But does it predict as good as GPT-1? / Show me it running. Ideas don't mean much unless you have a theory I can grasp "quickly in 1 post".

Yes, I see your post, Reflexes are great, but Prediction is greater and general as shown in GPT-3. I rarely use my primitive reflexes (~20 I was born with). And learning to walk won't solve cancer or think about 'a wide range of situations'. Capturing data skips 'body learning' and puts you into a Simulation mentally, which is safer and faster etc. It's way better than even a computer sim, because predicting like DALL-E is cheaper than running a real sim with fluid etc.

I see you have a database that uses nesting and inheritance. You could probably let an AI learn those for you instead of writing them all in. It'd have to be vision, and use word2vec or such. So far so good. But the biggest problem is I don't think it can predict the rest of an image or sentence like GPT/ Jukebox/ DALL-E can. I was given lengthy exactly_human_level techno completions from Jukebox.

The reason a trie tree/ network needs to store 'the', 'but the', 'and the', 'cat and the', 'move and the', 'wind move and the', etc, is because it is storing the different contexts in which 'the' appears in. The more words and their order in the context that matc, the better for prediction. It then uses the longest matches to retrieve a prediction of the next word, and combines shorter predictions when its long matches have few experiences (usually is the case) in what word Usually comes next. It also can use robustness to holes and delay ex. 12r45>6, 12r345>6, 1 2 3 4 5 > 6.

Extracted listing
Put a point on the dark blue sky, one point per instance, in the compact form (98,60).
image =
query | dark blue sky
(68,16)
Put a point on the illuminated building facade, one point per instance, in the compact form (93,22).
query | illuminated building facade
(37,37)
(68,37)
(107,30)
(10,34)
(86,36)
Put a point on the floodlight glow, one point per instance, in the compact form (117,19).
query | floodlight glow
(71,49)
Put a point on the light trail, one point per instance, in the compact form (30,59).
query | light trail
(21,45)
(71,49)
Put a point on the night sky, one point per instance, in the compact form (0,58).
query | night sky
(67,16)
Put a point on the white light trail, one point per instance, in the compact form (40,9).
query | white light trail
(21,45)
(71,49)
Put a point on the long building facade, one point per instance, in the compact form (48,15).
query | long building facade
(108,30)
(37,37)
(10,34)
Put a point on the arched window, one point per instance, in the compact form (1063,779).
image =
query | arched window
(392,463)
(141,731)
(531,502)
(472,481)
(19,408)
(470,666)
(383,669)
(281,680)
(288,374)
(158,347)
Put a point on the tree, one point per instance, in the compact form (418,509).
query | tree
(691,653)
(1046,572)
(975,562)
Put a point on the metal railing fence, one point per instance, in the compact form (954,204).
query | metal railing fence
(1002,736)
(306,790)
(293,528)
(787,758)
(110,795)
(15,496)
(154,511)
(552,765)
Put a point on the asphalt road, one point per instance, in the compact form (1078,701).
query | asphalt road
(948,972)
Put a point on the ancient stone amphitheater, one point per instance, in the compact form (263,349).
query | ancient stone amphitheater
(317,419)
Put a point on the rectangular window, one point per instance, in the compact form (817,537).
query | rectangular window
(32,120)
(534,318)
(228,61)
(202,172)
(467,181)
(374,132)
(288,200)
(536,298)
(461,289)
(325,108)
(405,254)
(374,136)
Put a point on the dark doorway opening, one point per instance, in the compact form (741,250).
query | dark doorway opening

**TASKS TO PERFORM:**
1: Can you edit the post on AI prediction by giving everything from "The reason a" down to "2 3 4 5 > 6." again, with "trie tree" swapped for "prefix tree"?
2: Answer these from the post on AI prediction:
(a) About how many primitive reflexes does the writer say they were born with?
(b) Which program does the writer say gave them lengthy techno completions?
(c) What two features does the writer say the database uses?
3: Could you carry the post on AI prediction on past its final sentence?

**OUTPUTS FOR THE TASKS:**
1:
The reason a prefix tree/ network needs to store 'the', 'but the', 'and the', 'cat and the', 'move and the', 'wind move and the', etc, is because it is storing the different contexts in which 'the' appears in. The more words and their order in the context that matc, the better for prediction. It then uses the longest matches to retrieve a prediction of the next word, and combines shorter predictions when its long matches have few experiences (usually is the case) in what word Usually comes next. It also can use robustness to holes and delay ex. 12r45>6, 12r345>6, 1 2 3 4 5 > 6.

2:
(a) About 20.
(b) Jukebox.
(c) Nesting and inheritance.

3:
NARS usage Guide (short read)......isn't natural language input/output, but rather Narsese! Apparently they have or are thinking about a way to make it natural input/output, hence the whole Narsese (logic) thing must be just "GPT statistics" and not logic/rule based AI.
https://www.google.com/url?sa=j&url=https%3A%2F%2Fcis.temple.edu%2F~pwang%2FImplementation%2FNAL%2FNAL-Guide.html&uct=1593766665&usg=Aq4qY4OLx-WK_HAKqmOG4qyU35k.

If you think logic based AI like NARS makes sense because it tries to use less data/ resources and more intelligently look at the context with "constraints/ rules" to predict the next word, you are mistaking some things... NARS [may] have some good ideas, but they should be able to be added, and Should, to GPT. How? I am not sure what NARS does, but I have a feeling it needs humans to write in Properties of Things, Relationships, Verbs, etc, (in Narsese and not natural language), which is too much work to be practical, then it can say "I bought a ___" where it can be anything because when you say bought, it can be anything, but when you say "a snake ", it can't be anything really usually, "a snake bit me" is ok, "a snake gift sold" is a bit uncommon, "a snake car"....so bought> allows more possible things to follow, other words don't, some require even very similar matches look: A similar word to car is: truck/ van/ vehicle/ etc. A different word than car is: ---anything---, and so there is how that mechanism works. It can 'learn' this, and predict for unseen words that they too probably can go there if most other words do, or most other felines do.